§ ACTION ITEM: For this exercise, print only the lines from the one containing "Target: hanging light cord" through the end of the material below, exactly as given.

§ DATA FOR THIS TASK:
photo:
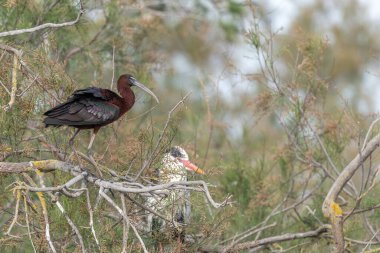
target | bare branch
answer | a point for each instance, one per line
(268, 240)
(44, 26)
(330, 208)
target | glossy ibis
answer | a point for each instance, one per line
(93, 107)
(176, 205)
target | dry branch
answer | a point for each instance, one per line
(44, 26)
(267, 241)
(331, 209)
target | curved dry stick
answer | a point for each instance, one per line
(44, 26)
(331, 209)
(266, 241)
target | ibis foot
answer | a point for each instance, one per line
(93, 162)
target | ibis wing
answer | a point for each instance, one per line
(93, 92)
(85, 107)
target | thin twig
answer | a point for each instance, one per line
(44, 26)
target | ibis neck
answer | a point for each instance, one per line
(127, 95)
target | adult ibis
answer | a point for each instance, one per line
(176, 205)
(93, 107)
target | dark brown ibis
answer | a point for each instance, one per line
(93, 107)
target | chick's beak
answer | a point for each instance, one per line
(192, 167)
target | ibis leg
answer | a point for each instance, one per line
(71, 144)
(71, 141)
(89, 153)
(93, 135)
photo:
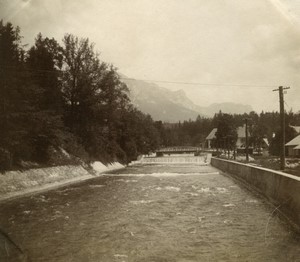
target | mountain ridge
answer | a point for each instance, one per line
(173, 106)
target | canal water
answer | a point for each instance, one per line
(148, 213)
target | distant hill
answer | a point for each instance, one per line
(173, 106)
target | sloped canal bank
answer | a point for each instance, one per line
(150, 213)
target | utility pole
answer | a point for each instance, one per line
(246, 135)
(282, 124)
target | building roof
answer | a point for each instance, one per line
(241, 131)
(212, 134)
(294, 142)
(266, 141)
(296, 128)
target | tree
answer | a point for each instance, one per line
(226, 136)
(16, 99)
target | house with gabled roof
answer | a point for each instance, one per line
(293, 147)
(211, 136)
(241, 137)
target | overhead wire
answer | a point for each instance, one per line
(12, 68)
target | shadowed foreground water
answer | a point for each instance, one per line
(150, 213)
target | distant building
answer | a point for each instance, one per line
(210, 138)
(296, 128)
(293, 147)
(241, 139)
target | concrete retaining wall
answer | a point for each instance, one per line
(282, 189)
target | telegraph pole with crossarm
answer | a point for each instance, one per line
(282, 124)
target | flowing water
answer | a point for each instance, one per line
(150, 213)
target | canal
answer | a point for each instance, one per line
(149, 213)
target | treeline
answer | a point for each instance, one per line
(263, 125)
(60, 103)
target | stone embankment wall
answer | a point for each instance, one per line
(18, 183)
(283, 190)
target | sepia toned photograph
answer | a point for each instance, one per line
(149, 131)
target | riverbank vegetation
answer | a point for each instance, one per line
(60, 103)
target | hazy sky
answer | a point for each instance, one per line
(227, 42)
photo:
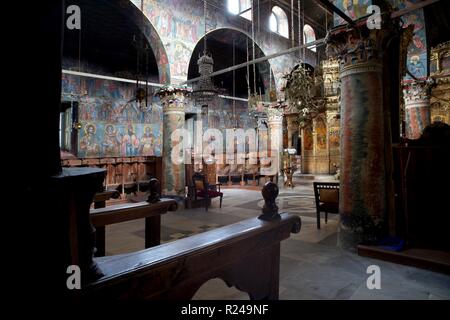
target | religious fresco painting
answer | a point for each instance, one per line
(112, 125)
(334, 134)
(321, 134)
(355, 9)
(180, 25)
(308, 138)
(417, 51)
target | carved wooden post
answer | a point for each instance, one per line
(173, 101)
(155, 191)
(270, 210)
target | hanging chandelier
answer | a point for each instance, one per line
(204, 92)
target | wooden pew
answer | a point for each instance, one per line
(245, 255)
(102, 217)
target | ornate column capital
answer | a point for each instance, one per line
(357, 44)
(417, 91)
(275, 115)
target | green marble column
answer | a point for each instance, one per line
(363, 187)
(173, 101)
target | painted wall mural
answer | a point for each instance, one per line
(353, 8)
(112, 125)
(417, 51)
(321, 134)
(417, 61)
(180, 25)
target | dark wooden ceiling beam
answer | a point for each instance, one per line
(327, 4)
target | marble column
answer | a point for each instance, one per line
(275, 117)
(417, 108)
(173, 101)
(362, 196)
(292, 127)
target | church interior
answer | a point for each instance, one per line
(245, 149)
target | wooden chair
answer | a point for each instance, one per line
(327, 199)
(204, 190)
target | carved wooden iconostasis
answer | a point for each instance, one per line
(320, 139)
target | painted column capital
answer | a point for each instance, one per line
(417, 91)
(275, 116)
(357, 44)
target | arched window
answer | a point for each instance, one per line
(241, 7)
(278, 22)
(309, 36)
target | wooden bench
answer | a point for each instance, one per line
(245, 255)
(102, 217)
(327, 199)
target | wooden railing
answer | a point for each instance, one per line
(245, 255)
(102, 217)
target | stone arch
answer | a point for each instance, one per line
(264, 68)
(152, 36)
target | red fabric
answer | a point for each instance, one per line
(211, 194)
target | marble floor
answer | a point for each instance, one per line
(312, 266)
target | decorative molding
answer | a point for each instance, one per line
(275, 115)
(361, 67)
(438, 54)
(358, 44)
(418, 92)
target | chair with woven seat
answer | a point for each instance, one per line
(204, 190)
(327, 199)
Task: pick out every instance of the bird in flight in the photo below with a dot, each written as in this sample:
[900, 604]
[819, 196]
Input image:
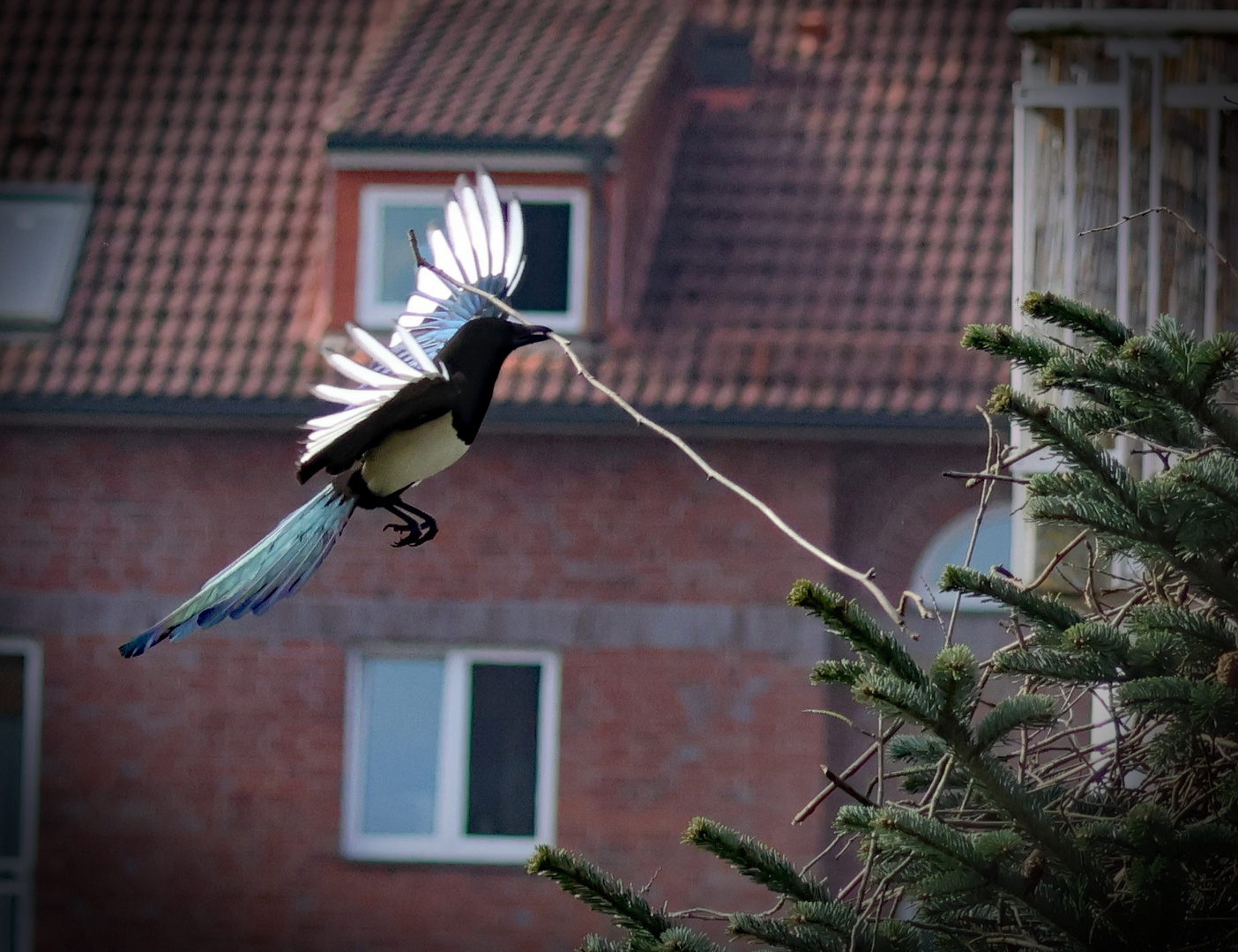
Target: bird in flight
[417, 407]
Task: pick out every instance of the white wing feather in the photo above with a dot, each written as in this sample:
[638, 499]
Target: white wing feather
[477, 244]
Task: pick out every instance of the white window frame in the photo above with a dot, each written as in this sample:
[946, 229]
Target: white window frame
[450, 844]
[371, 311]
[18, 873]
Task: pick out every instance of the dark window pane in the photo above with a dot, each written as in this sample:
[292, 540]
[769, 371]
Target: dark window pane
[12, 669]
[503, 750]
[8, 924]
[548, 236]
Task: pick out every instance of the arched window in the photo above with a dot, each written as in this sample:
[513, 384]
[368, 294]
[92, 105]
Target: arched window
[978, 623]
[949, 547]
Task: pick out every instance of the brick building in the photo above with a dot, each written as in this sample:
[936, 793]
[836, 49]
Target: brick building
[765, 224]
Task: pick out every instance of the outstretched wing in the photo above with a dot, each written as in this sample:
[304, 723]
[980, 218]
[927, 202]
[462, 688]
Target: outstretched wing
[395, 392]
[404, 385]
[477, 247]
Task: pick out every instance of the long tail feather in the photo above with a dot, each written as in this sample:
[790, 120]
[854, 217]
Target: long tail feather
[273, 569]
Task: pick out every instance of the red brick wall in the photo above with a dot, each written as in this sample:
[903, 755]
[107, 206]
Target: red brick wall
[190, 799]
[591, 519]
[195, 802]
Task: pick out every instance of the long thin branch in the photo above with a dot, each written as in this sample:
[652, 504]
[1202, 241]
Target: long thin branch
[1170, 212]
[864, 578]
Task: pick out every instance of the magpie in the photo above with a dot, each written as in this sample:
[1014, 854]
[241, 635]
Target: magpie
[417, 407]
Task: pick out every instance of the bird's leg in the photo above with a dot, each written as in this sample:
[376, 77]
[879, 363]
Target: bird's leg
[420, 526]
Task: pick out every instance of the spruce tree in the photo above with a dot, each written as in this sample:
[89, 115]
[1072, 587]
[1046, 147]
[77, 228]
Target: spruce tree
[1009, 817]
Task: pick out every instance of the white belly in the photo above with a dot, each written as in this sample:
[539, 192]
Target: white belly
[411, 456]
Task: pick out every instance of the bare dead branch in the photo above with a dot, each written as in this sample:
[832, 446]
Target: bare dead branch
[864, 578]
[1170, 212]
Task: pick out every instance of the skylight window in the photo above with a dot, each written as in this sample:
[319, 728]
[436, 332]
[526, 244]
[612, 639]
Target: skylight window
[42, 228]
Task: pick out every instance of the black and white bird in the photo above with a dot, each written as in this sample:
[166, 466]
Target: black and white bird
[416, 410]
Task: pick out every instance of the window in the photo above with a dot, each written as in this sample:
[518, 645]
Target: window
[20, 686]
[949, 547]
[556, 238]
[978, 623]
[452, 756]
[41, 234]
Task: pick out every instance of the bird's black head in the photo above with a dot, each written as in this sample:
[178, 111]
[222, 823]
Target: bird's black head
[529, 334]
[474, 359]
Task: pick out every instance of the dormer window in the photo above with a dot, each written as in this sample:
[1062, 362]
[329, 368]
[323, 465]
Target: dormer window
[556, 236]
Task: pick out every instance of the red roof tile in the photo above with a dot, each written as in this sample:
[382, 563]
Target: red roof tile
[199, 126]
[821, 250]
[555, 71]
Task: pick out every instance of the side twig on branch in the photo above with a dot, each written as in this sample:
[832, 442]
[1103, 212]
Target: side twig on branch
[864, 578]
[1170, 212]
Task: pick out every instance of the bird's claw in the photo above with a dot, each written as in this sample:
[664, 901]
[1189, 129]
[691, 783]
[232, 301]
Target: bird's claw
[416, 534]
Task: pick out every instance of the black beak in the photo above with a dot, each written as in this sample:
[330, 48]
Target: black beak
[532, 334]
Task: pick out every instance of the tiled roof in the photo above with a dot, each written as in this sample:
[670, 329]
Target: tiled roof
[766, 372]
[511, 71]
[199, 126]
[864, 193]
[821, 251]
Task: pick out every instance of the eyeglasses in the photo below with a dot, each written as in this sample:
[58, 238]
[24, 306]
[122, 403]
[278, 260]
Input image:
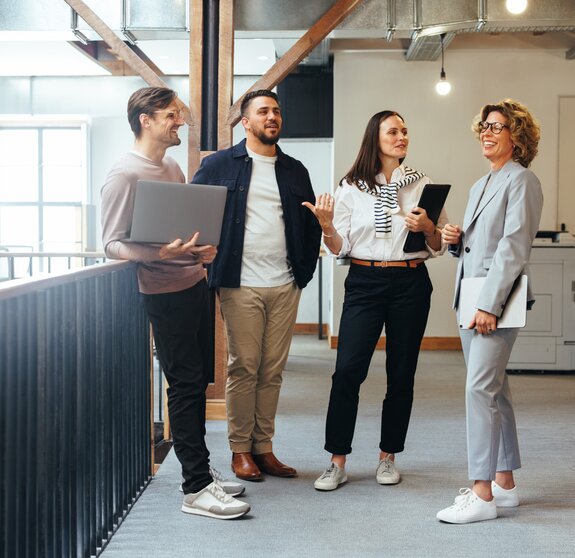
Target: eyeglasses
[496, 127]
[172, 114]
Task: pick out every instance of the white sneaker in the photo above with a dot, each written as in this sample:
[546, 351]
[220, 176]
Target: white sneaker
[387, 472]
[231, 488]
[331, 478]
[505, 498]
[468, 508]
[212, 501]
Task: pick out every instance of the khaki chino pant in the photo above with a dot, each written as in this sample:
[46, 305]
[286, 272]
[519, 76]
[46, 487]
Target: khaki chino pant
[259, 324]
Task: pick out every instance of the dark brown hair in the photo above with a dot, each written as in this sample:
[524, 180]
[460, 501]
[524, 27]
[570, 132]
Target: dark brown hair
[367, 163]
[145, 101]
[248, 97]
[524, 129]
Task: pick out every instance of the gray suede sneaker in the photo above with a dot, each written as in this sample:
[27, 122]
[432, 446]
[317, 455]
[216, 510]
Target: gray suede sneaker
[387, 472]
[331, 478]
[212, 501]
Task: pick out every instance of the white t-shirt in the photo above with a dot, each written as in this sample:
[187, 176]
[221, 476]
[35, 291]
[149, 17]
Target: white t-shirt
[264, 259]
[355, 221]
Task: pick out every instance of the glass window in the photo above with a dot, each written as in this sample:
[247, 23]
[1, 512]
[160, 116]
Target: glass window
[43, 186]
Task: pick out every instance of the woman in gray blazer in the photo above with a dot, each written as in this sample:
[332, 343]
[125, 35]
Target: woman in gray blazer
[500, 223]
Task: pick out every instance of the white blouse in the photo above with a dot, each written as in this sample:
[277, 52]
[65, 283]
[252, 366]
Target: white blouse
[354, 220]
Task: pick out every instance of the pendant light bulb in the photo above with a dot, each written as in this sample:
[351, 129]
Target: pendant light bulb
[442, 87]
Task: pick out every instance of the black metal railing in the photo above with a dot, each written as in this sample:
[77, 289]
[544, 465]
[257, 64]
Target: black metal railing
[75, 386]
[16, 263]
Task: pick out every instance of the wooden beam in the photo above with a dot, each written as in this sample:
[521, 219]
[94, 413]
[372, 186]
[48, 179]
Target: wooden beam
[196, 11]
[121, 50]
[316, 33]
[225, 72]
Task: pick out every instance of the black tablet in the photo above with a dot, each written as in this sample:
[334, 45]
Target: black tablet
[432, 200]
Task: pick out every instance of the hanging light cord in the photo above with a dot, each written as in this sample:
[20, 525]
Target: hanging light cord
[442, 36]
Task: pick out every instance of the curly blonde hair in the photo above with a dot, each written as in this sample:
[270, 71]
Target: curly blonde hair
[524, 129]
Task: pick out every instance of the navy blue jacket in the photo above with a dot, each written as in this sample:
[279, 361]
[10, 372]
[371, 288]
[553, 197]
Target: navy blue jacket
[233, 168]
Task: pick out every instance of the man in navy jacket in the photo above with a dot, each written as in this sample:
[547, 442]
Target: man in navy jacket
[267, 253]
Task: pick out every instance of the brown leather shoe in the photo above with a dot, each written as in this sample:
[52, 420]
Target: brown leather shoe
[244, 467]
[271, 465]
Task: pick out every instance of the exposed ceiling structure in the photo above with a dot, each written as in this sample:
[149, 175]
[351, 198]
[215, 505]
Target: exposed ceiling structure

§ YOUR RESPONSE:
Target: hanging light cord
[442, 36]
Task: pick out every instance of the curly blonde hair in the photo above with a dot, each written as in this sample:
[270, 71]
Target: curly blonde hair
[524, 129]
Task: pick out every instance of the navy blue jacket in the photo above with a dot, each written as in this sample:
[279, 361]
[10, 372]
[371, 288]
[553, 197]
Target: navy blue jacket
[233, 168]
Task: pick out every instance of the man in navy jacket in the photo above with a dot, each written as in this sample:
[547, 442]
Target: man in navy jacket
[267, 253]
Task: pick out every instance of the brown leather shoe in the photo above with a dot, each written as in this sample:
[52, 420]
Target: brown leather shoe
[244, 467]
[271, 465]
Task: pick out every instance of the exposed ceiling structure in the photo above with a dot, each written as in this sample:
[149, 175]
[351, 198]
[215, 505]
Target: exposed ceiling structure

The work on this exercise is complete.